ACTIVITY: Your answer must restate each entry below word for word, with no pictures in it.

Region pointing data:
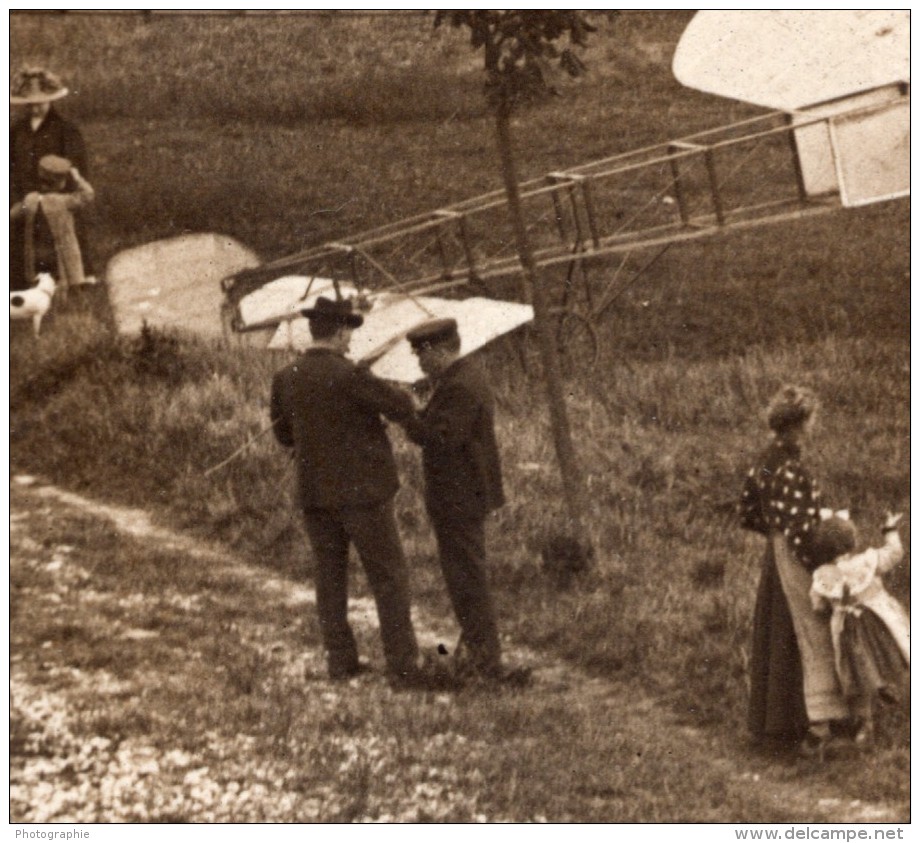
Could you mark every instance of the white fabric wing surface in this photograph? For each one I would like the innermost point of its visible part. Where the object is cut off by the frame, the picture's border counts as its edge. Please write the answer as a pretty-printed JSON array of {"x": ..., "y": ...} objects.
[
  {"x": 175, "y": 283},
  {"x": 789, "y": 59},
  {"x": 390, "y": 317}
]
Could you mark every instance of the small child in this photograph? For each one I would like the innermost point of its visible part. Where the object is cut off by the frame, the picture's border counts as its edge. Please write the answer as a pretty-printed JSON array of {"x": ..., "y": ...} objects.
[
  {"x": 870, "y": 629},
  {"x": 51, "y": 243}
]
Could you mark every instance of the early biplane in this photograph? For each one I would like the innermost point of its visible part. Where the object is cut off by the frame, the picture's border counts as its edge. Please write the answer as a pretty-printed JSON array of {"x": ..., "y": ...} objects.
[{"x": 837, "y": 135}]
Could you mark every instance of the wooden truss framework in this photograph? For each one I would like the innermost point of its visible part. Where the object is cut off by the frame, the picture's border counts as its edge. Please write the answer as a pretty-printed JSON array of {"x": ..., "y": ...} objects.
[{"x": 739, "y": 176}]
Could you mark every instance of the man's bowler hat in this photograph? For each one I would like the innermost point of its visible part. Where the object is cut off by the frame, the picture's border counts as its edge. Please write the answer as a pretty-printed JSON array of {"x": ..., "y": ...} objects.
[
  {"x": 339, "y": 312},
  {"x": 431, "y": 333}
]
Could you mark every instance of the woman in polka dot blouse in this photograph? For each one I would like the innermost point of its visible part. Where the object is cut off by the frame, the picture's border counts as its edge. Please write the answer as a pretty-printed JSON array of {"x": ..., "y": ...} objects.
[{"x": 795, "y": 693}]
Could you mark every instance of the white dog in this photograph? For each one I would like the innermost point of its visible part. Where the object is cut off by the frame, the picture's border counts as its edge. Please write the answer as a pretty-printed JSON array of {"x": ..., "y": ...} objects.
[{"x": 33, "y": 303}]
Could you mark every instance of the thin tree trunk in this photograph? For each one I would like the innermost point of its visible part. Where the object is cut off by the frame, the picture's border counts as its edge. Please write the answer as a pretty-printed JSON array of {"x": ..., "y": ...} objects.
[{"x": 572, "y": 481}]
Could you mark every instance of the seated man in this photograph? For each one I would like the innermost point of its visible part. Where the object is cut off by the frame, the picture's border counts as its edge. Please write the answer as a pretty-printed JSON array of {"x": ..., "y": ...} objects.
[{"x": 48, "y": 230}]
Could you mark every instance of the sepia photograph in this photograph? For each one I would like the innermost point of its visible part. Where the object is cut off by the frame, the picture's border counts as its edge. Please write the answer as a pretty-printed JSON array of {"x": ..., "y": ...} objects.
[{"x": 460, "y": 417}]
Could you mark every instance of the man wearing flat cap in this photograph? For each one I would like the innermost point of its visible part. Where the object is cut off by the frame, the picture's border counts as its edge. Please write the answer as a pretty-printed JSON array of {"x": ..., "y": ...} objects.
[
  {"x": 40, "y": 131},
  {"x": 329, "y": 411},
  {"x": 463, "y": 484}
]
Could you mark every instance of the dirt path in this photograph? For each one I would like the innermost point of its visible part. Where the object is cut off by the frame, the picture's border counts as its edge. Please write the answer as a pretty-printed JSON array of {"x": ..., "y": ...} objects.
[{"x": 747, "y": 780}]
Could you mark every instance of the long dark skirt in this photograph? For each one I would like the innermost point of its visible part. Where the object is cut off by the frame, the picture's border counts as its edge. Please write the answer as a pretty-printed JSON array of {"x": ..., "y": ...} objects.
[{"x": 777, "y": 705}]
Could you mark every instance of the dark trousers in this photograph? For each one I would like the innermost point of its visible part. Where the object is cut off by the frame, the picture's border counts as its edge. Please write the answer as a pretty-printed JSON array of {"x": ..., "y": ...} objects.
[
  {"x": 372, "y": 530},
  {"x": 462, "y": 551}
]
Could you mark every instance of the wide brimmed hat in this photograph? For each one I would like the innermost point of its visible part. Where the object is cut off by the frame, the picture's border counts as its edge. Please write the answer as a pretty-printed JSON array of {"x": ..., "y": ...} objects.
[
  {"x": 33, "y": 85},
  {"x": 338, "y": 312}
]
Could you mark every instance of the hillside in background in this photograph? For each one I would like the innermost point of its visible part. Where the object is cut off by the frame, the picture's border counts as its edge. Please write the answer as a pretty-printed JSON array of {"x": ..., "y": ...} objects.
[{"x": 285, "y": 131}]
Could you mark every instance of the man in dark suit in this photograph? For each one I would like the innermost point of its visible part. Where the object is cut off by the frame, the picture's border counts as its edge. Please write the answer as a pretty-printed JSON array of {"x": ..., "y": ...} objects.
[
  {"x": 39, "y": 131},
  {"x": 463, "y": 484},
  {"x": 329, "y": 411}
]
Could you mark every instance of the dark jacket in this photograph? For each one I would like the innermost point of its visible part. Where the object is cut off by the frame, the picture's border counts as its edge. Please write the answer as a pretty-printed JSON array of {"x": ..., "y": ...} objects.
[
  {"x": 329, "y": 411},
  {"x": 55, "y": 136},
  {"x": 459, "y": 452}
]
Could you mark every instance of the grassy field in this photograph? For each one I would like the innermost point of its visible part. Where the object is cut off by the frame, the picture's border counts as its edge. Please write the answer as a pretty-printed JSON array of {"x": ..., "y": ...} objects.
[{"x": 284, "y": 132}]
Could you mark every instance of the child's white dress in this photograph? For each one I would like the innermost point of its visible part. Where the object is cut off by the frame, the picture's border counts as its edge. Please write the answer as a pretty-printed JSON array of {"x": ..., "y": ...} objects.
[{"x": 870, "y": 629}]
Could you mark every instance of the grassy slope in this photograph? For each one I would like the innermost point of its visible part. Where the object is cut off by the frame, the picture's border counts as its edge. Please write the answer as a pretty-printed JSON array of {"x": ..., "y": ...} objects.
[{"x": 391, "y": 124}]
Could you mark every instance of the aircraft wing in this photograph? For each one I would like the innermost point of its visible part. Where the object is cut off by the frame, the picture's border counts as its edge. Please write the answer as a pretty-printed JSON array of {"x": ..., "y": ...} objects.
[
  {"x": 175, "y": 283},
  {"x": 389, "y": 316},
  {"x": 789, "y": 59}
]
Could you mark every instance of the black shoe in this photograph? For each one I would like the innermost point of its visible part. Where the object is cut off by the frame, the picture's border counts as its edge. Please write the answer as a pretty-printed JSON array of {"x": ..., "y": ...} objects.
[
  {"x": 424, "y": 678},
  {"x": 341, "y": 673},
  {"x": 506, "y": 677}
]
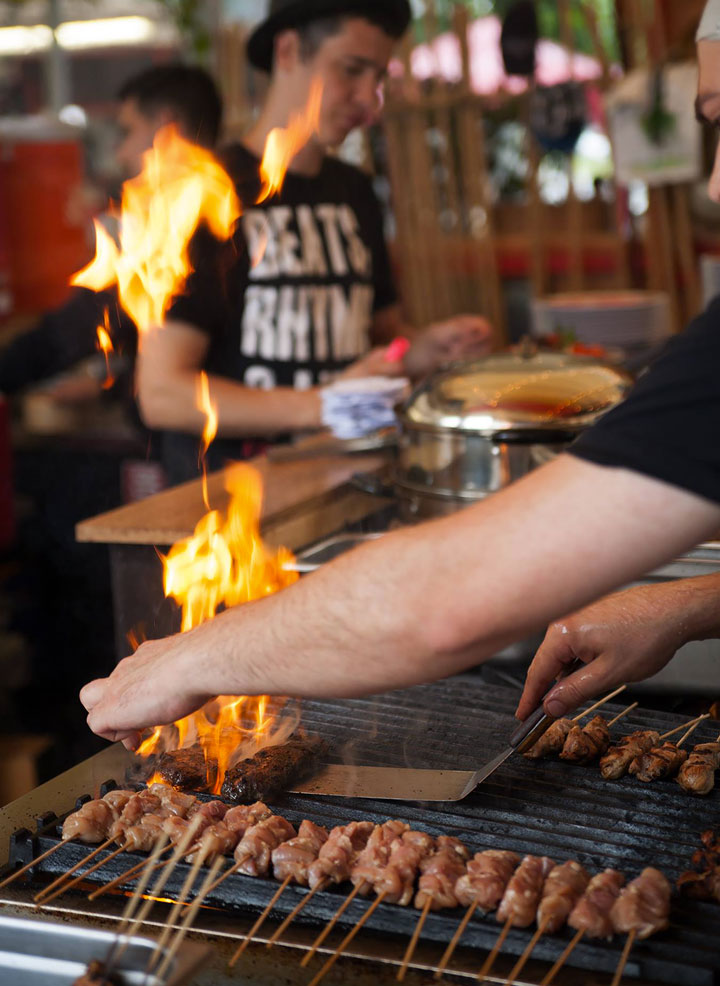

SOLVED EXERCISE:
Could you mark every instance of the white fabric wing surface in this photograph? For each one I would like the innermost point of its visible part. Where the object is cut off by the frame, the picture's border counts as its edge. Please write the answer as a pretty-printed JSON array of {"x": ..., "y": ...} objects.
[
  {"x": 175, "y": 283},
  {"x": 789, "y": 59},
  {"x": 390, "y": 317}
]
Could you mark every instance of the small child in this photograph? For each one I would like the innermost point of its visible part. Where the object is cut off by the frame, the picture's border counts as its edge. Please write the answer as a pretty-printed JSON array of {"x": ..., "y": ...} objects.
[
  {"x": 870, "y": 629},
  {"x": 51, "y": 243}
]
Could you mark every instance of the early biplane in this photograph? For each one I would like the innermost point of its visible part. Where the object is cut off by the frame, the picture's border counts as its edge. Please write the answer as a pretty-printed JSON array of {"x": ..., "y": ...} objects.
[{"x": 837, "y": 135}]
Could you mark every instance of the wooden truss framework in this photograph? For each one I would like the innermost point of its visible part. Where the object is cut off by the frame, the picture's border counts as its edge. Please write the answer as a pretty-printed JSON array of {"x": ..., "y": ...} objects.
[{"x": 739, "y": 176}]
Could you mark every instance of the man's bowler hat in this photograph? For each one I would like the innermost point of its visible part. Where the object is cut off by the frame, the picture's border counts as its edge. Please write the answer as a pretty-printed JSON array of {"x": ..., "y": ...} objects.
[
  {"x": 339, "y": 312},
  {"x": 431, "y": 333}
]
Could you mark every instance of the woman in polka dot blouse in this photograph? For each one I would like the innermost point of its visible part. Where the object is cut off by the frame, the picture's border counts as its edge. Please write the answer as a pretty-printed JSON array of {"x": ..., "y": ...} objects.
[{"x": 795, "y": 693}]
Could you mark every instance of the white dog in this photograph? For each one I would like the innermost point of its visible part. Where the object is cut off by the frame, the picture's border counts as its edge. Please write the answer as a pretty-printed JSON array of {"x": ..., "y": ...} objects.
[{"x": 33, "y": 303}]
Could you mark every instance of the thin tree trunk in this photograph? For each one I would like the innermost point of its visible part. Where the object is cut off by the frame, the picture's border counts as its edge. Please write the answer as a pretty-printed JSON array of {"x": ..., "y": ...} objects.
[{"x": 572, "y": 481}]
Could you mark every instance of the seated man in this photograph? For each one I would like the innermost point of its visible part. Where the object is cut off by the frame, the picture's border counts as its edge. Please write the answer as a pretty-printed JSON array of {"x": ..., "y": ...} objects.
[{"x": 48, "y": 230}]
Could you mark every instance of the sepia photograph in this photograph? For each one I would like the innermost point of its visible part. Where the object is cut off by the frame, the picture's border counts as its edge. Please write the answer as a pretty-printed JSON array of {"x": ..., "y": ...} objects.
[{"x": 460, "y": 417}]
Could you mark every instance of the man wearing flat cap in this photograph? For each one I would like the innermost point of its visible part. Where the object is cut off by the frame, the picture's border counts as its edge. Please write the answer as a pretty-printed JSON array of {"x": ..., "y": ...} objects.
[
  {"x": 40, "y": 131},
  {"x": 329, "y": 411},
  {"x": 463, "y": 484}
]
Could you mark every instance of the dirt path in this photograph? For each one I would like the innermost point of its visible part. Where the object is cut off by the frame, the picture's border counts as its edge. Please write the answer as a pretty-printed JSON array of {"x": ..., "y": ...} objects.
[{"x": 747, "y": 780}]
Could you mark every instance of the long dark skirt in this photograph? For each one I would like the innermost point of its visible part. Where the object is cut off by the frame, the picture's border counts as its edge. Please write the answer as a pretty-printed JSON array of {"x": ..., "y": ...} objects.
[{"x": 777, "y": 705}]
Could you mark every instance of the dark trousers in this photograph? For each one I would like the innermost point of its visible part. Where the object is cut off by the frame, the picture's border counts as its edge. Please write the answer as a pretty-printed JSON array of {"x": ..., "y": ...} objects.
[
  {"x": 372, "y": 530},
  {"x": 462, "y": 551}
]
Could you mark every instance of the wide brimmed hat in this photograph? For each one I would like the innermost point of its visible part. Where the object is cut off by the frame, the picture's border counts as its edge. Please write the answer as a pretty-printed JSON array of {"x": ..., "y": ...} objects.
[
  {"x": 33, "y": 85},
  {"x": 338, "y": 312}
]
Could you mark every instance of the hillside in background in this photograph? For each one I would like the innermost point of its visible part. Where the object is cut off by the frame, the picture's border counts as its edge. Please write the answer as a pretty-printed JSON array of {"x": ..., "y": ...} objects.
[{"x": 285, "y": 131}]
Could you mark every instance of the man in dark suit in this photograph? For each one I would like the innermost point of its visible part. Where the object is cut off by the frame, the picture's border counts as its edge. Please write the answer as a pretty-printed JSON array of {"x": ..., "y": ...} objects.
[
  {"x": 39, "y": 131},
  {"x": 463, "y": 484},
  {"x": 329, "y": 411}
]
Could you mark every instance of the dark jacket in this photograph? For each one I would like the innermost point of its visible part. Where the object is cut off by the frame, the picture's border counts as its edge. Please write the answer as a pretty-printed JSON array of {"x": ..., "y": ...} objects.
[
  {"x": 329, "y": 411},
  {"x": 55, "y": 136},
  {"x": 459, "y": 452}
]
Could you mark every instance of the grassy field in this photograph? For each one I would like the innermost point of its visible part. Where the object is cut off by the frame, the picture's border counts as its edge. Please write the answer as a pretty-printed JSON array of {"x": ..., "y": ...} objects.
[{"x": 284, "y": 132}]
Could you mark every instance of the child's white dress in this photograph? For each one I would like the innermost point of its visible part. Where the object is cut off by the frame, the picture's border counts as its edge. Please write the answer as a pretty-printed JSON array of {"x": ..., "y": ...} objects.
[{"x": 870, "y": 629}]
Could you mark every instance of the grassy slope in this photograph? For each one I would like the innermost point of its visible part. Where the object is cut off by the frame, the picture's border counts as its edge. Please write the answer as a pretty-printed JSON array of {"x": ..., "y": ...} objects.
[{"x": 391, "y": 124}]
Could you mark every instance of the aircraft wing in this photograph? For each one I would like the innermost point of its visible part. Where the object is cut off by the frame, the picture's border counts as its edge. Please write the answer as a pretty-printed JSON array of {"x": ..., "y": ...} objects.
[
  {"x": 175, "y": 283},
  {"x": 389, "y": 316},
  {"x": 789, "y": 59}
]
Could you mark every instance of the black shoe in this photograph? For each one I would like the innermost point of its visible part. Where the object is cut off by the frame, the picture's border counts as its edge. Please write the answer as a pretty-printed JSON array of {"x": ..., "y": ...} objects.
[
  {"x": 424, "y": 678},
  {"x": 341, "y": 673},
  {"x": 506, "y": 677}
]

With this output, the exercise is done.